TEXT PROVIDED -
>> Start

Even though I can be outspoken, I genuinely have mixed feelings about the ICF (International Coaching Federation).
As I pointed out in my post Do Life Coaches Need ICF Accreditation, they obviously want to advance coaching by educating and guiding coaches toward operating professionally and within a code of ethics.
They also promote the co-active coaching model, which has been proven to be the most successful in helping clients achieve the desired results.
As such, if a new coach can afford the time and money to take ICF training and it doesn’t leave them with no money to invest in getting coaching clients, I’d encourage it.
Similarly, an ICF accreditation, while not guaranteeing anything, will probably be a minimum requirement for any coach wanting to work in the corporate sector.
But the insistence of many people who train with them that there is only one way to coach (there isn’t) and that coaches should never offer advice (that depends), frustrates me.
And the ICF have no real power in an unregulated industry.
They cannot stop you or anybody else from coaching. Nor can they stop any other training company offering coach training or making outrageous claims.
Plus, and more worryingly, the entire setup feels akin to a pyramid scheme or MLM designed to generate revenue rather than a professional body overseeing its members.
It’s also worth acknowledging that the dominant coaching models pushed through ICF-accredited programmes often reflect Western, individualist values.
Coaches and clients from collectivist cultures, or from working-class or marginalised backgrounds, might find it doesn’t speak to their experience. Y
Yet these are the people often least able to access certification in the first place.
Which makes you wonder how inclusive this “gold standard” really is.

>> End

WHAT NEEDS TO BE DONE - Which coaching model does the post about the International Coaching Federation say the organization promotes? Please answer in a few words.

SUPPLIED DATA -
>> Start

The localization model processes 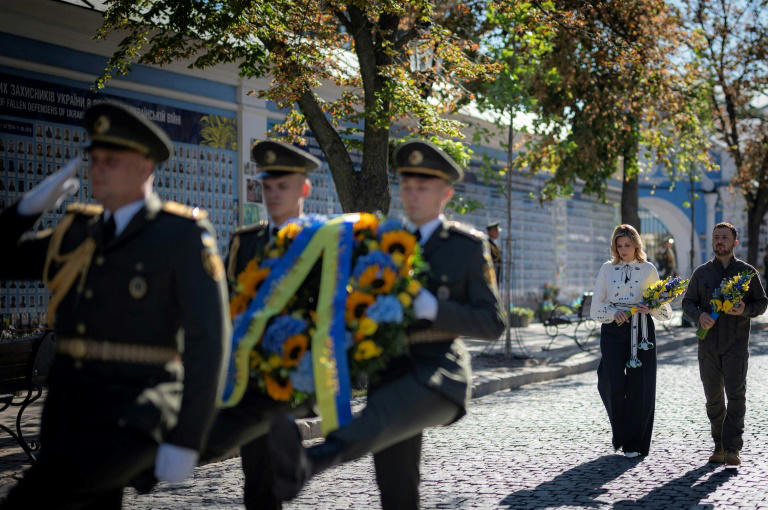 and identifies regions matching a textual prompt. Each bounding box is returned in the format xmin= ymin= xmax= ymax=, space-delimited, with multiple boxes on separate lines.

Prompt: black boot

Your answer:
xmin=268 ymin=415 xmax=341 ymax=501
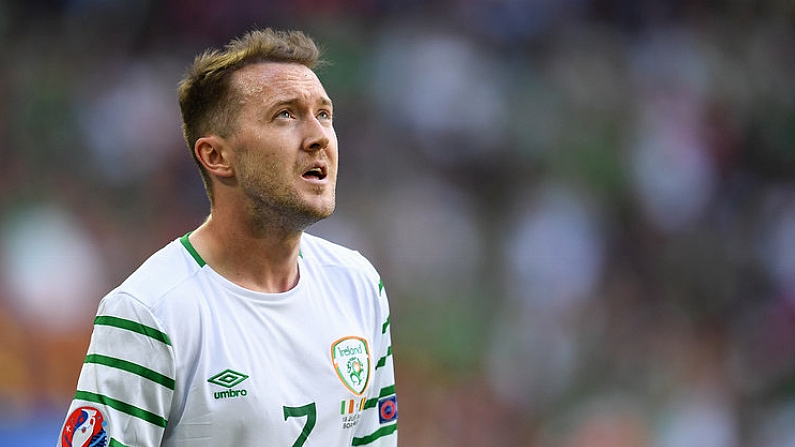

>> End

REPLY - The co-active coaching model.